THE TASK: Reproduce the items from their first line through the line containing "M 498 501 L", both included, without any change.
--------
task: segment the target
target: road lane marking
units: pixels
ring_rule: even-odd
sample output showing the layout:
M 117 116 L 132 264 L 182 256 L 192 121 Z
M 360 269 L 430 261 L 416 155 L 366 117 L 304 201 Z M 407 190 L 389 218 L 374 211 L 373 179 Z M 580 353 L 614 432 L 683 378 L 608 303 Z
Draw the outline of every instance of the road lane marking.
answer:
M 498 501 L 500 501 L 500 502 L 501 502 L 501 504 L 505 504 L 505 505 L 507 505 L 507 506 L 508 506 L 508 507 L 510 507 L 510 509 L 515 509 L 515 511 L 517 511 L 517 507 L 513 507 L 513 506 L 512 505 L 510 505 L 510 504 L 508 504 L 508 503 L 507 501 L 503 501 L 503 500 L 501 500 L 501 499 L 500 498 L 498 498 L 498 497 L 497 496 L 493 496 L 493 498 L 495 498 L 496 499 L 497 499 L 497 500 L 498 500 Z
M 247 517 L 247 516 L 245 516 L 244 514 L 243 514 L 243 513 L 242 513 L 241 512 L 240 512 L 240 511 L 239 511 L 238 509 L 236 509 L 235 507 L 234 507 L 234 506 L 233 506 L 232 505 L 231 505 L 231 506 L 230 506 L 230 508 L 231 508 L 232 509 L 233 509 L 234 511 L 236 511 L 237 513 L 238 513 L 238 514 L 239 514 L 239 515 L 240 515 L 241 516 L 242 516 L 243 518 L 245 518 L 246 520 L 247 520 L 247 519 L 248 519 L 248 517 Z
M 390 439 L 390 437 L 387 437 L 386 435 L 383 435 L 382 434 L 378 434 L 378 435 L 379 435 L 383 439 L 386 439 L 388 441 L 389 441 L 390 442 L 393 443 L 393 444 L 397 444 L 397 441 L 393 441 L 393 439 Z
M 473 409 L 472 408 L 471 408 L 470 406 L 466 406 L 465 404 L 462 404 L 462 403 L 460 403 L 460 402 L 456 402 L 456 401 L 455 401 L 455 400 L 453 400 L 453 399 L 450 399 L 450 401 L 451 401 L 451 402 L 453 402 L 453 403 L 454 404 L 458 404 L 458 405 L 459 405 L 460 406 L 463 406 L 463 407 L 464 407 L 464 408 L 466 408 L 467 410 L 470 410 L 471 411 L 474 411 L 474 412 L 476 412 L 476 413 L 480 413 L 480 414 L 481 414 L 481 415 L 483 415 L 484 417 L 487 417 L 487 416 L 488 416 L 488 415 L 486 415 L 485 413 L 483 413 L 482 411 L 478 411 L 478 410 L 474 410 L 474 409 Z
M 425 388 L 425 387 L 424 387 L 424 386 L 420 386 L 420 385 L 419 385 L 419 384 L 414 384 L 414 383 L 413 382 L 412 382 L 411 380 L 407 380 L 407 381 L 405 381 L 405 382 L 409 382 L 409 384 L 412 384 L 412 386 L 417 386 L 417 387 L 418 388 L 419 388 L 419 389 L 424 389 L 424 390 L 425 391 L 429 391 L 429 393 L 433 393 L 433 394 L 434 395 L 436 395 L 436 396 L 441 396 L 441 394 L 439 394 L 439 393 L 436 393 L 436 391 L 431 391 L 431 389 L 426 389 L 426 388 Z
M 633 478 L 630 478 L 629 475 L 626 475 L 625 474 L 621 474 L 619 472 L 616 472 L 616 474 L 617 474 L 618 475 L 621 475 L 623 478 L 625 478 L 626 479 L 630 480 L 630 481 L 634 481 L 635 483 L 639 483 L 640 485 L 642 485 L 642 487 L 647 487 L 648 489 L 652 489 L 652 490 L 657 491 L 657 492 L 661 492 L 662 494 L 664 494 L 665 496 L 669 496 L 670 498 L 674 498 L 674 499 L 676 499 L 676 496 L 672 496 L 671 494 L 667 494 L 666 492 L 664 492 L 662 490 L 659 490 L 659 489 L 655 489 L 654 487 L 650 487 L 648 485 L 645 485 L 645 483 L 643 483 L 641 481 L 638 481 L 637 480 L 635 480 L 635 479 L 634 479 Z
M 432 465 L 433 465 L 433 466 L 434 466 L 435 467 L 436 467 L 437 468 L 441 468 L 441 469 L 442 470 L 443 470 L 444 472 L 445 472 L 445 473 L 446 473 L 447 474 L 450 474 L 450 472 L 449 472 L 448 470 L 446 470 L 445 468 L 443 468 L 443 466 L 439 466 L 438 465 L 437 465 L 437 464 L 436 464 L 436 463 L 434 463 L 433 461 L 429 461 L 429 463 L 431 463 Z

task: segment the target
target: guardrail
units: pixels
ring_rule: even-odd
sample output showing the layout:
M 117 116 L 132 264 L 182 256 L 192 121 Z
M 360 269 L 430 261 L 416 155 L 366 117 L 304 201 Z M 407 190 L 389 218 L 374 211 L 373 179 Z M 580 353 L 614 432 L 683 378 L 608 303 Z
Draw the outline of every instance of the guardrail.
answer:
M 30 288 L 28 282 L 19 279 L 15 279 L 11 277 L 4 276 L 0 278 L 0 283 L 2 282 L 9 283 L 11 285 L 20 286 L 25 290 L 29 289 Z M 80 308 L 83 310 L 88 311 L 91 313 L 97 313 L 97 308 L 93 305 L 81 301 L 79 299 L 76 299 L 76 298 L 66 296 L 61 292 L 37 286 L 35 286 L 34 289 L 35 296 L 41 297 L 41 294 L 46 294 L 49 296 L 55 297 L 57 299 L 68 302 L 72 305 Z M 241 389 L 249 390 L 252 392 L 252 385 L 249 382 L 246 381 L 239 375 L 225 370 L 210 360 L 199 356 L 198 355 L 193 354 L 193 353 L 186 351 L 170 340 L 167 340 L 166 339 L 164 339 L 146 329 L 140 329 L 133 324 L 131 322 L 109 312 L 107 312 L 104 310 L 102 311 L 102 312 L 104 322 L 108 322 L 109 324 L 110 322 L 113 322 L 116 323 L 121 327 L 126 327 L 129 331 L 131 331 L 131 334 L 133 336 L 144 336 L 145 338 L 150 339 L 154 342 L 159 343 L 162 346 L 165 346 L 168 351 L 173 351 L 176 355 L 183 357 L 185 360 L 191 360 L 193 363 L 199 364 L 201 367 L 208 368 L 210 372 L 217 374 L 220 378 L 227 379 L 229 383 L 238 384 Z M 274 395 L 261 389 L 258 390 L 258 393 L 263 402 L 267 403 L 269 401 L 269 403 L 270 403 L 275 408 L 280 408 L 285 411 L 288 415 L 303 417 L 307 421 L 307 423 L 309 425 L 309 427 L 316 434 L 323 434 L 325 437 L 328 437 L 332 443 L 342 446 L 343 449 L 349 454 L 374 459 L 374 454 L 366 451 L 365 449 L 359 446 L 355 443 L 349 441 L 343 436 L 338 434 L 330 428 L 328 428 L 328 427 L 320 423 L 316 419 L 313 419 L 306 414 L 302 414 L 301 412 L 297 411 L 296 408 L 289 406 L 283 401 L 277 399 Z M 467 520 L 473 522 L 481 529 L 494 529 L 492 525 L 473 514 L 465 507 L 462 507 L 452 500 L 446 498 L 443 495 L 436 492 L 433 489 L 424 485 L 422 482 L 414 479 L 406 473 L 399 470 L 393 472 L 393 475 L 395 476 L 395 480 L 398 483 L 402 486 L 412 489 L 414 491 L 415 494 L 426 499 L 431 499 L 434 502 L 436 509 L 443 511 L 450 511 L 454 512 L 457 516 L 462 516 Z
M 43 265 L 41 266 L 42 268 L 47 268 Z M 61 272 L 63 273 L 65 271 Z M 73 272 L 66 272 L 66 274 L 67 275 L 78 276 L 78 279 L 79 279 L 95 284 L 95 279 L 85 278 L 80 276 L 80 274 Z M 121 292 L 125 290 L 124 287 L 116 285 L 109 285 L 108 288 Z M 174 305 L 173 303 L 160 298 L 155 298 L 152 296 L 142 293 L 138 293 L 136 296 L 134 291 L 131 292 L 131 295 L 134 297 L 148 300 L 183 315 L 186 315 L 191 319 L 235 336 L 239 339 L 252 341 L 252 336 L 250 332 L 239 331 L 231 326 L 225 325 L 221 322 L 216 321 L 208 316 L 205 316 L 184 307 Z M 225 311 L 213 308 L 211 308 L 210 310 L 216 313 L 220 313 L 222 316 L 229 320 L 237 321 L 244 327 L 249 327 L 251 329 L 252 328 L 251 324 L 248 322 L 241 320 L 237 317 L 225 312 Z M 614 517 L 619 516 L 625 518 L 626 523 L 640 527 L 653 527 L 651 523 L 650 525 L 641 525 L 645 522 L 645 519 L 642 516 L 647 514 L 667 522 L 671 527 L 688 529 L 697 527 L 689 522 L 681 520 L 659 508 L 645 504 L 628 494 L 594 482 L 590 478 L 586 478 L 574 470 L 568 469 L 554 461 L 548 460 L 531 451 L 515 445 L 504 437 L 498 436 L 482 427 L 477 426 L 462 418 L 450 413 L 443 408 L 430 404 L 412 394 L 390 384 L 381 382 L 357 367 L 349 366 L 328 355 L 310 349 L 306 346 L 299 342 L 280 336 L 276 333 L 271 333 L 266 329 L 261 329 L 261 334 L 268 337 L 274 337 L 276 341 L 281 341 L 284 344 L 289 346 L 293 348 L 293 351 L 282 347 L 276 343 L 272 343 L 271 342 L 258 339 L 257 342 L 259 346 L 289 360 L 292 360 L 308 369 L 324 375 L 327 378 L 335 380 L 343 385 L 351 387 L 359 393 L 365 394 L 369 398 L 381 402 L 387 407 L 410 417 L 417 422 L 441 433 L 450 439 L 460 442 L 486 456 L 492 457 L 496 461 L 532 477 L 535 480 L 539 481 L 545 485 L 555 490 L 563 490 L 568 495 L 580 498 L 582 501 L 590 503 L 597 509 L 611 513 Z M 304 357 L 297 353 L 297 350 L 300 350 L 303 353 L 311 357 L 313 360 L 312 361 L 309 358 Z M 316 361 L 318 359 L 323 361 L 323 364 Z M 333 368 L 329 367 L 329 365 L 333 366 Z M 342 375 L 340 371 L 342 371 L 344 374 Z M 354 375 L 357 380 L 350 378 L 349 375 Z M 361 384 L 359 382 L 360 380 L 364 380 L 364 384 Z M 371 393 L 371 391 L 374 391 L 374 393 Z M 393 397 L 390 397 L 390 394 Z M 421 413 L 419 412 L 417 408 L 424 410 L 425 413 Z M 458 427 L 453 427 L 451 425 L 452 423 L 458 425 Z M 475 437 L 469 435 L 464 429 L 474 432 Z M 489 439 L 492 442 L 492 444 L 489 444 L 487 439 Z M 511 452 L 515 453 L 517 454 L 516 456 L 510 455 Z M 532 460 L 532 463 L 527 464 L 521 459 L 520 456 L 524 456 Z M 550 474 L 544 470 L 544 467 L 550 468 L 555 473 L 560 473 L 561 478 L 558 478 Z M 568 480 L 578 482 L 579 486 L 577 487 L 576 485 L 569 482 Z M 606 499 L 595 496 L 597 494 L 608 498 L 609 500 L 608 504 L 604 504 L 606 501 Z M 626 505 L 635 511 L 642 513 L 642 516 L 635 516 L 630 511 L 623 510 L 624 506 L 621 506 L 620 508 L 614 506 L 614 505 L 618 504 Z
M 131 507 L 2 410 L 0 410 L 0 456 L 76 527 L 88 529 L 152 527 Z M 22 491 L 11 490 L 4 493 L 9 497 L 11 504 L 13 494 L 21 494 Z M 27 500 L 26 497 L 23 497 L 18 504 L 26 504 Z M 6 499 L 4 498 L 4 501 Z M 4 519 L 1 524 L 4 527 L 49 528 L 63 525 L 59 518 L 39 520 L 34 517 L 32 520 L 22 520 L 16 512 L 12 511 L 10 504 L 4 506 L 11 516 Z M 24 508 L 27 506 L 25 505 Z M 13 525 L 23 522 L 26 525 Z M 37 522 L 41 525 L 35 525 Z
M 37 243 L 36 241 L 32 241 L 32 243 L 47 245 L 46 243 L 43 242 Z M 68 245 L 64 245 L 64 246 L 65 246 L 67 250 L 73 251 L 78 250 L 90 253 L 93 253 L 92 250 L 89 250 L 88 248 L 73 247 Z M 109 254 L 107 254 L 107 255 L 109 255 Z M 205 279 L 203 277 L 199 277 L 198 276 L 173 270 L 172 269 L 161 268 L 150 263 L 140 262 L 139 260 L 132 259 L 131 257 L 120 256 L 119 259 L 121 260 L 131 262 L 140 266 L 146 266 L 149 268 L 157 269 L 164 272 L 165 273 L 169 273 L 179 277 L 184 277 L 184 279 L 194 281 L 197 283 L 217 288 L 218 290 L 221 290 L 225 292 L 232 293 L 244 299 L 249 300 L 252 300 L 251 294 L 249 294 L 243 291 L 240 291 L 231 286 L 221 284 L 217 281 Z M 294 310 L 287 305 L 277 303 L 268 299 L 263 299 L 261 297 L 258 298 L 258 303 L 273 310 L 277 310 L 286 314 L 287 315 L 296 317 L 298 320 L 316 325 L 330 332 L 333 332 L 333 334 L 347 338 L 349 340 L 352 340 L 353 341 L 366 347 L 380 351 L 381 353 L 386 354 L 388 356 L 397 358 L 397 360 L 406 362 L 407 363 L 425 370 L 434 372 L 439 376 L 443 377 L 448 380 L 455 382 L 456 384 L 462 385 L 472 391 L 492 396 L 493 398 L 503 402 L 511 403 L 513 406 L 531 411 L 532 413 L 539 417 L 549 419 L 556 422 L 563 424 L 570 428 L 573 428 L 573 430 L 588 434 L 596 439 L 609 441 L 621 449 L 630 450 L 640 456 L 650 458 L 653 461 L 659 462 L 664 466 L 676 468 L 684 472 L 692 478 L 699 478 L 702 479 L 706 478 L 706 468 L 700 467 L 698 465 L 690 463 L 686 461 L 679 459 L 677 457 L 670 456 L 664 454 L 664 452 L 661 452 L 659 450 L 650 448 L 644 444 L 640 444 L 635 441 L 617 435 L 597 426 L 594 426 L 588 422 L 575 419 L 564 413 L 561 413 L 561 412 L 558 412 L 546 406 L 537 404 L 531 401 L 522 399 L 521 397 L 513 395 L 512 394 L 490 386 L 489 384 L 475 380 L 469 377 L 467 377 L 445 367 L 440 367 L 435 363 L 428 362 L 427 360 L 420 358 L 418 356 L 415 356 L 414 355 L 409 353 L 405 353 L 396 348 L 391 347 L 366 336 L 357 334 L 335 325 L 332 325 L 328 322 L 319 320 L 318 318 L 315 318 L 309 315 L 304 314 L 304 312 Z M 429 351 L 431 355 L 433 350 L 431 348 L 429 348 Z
--------
RESULT FOR THIS TASK:
task: segment the target
target: road lane marking
units: pixels
ring_rule: even-odd
sample output showing the layout:
M 117 116 L 132 264 L 182 256 L 192 121 Z
M 360 269 L 430 261 L 416 155 L 366 117 L 304 201 Z M 407 190 L 389 218 L 374 211 L 373 179 Z M 580 353 L 614 432 L 683 378 L 608 303 Z
Draw the outline of every instance of the road lane marking.
answer:
M 498 501 L 500 501 L 500 502 L 501 502 L 501 504 L 505 504 L 505 505 L 507 505 L 507 506 L 508 506 L 508 507 L 510 507 L 510 509 L 515 509 L 515 511 L 517 511 L 517 507 L 513 507 L 513 506 L 512 505 L 510 505 L 510 504 L 508 504 L 508 503 L 507 501 L 503 501 L 503 500 L 501 500 L 501 499 L 500 498 L 498 498 L 498 497 L 497 496 L 493 496 L 493 498 L 495 498 L 496 499 L 497 499 L 497 500 L 498 500 Z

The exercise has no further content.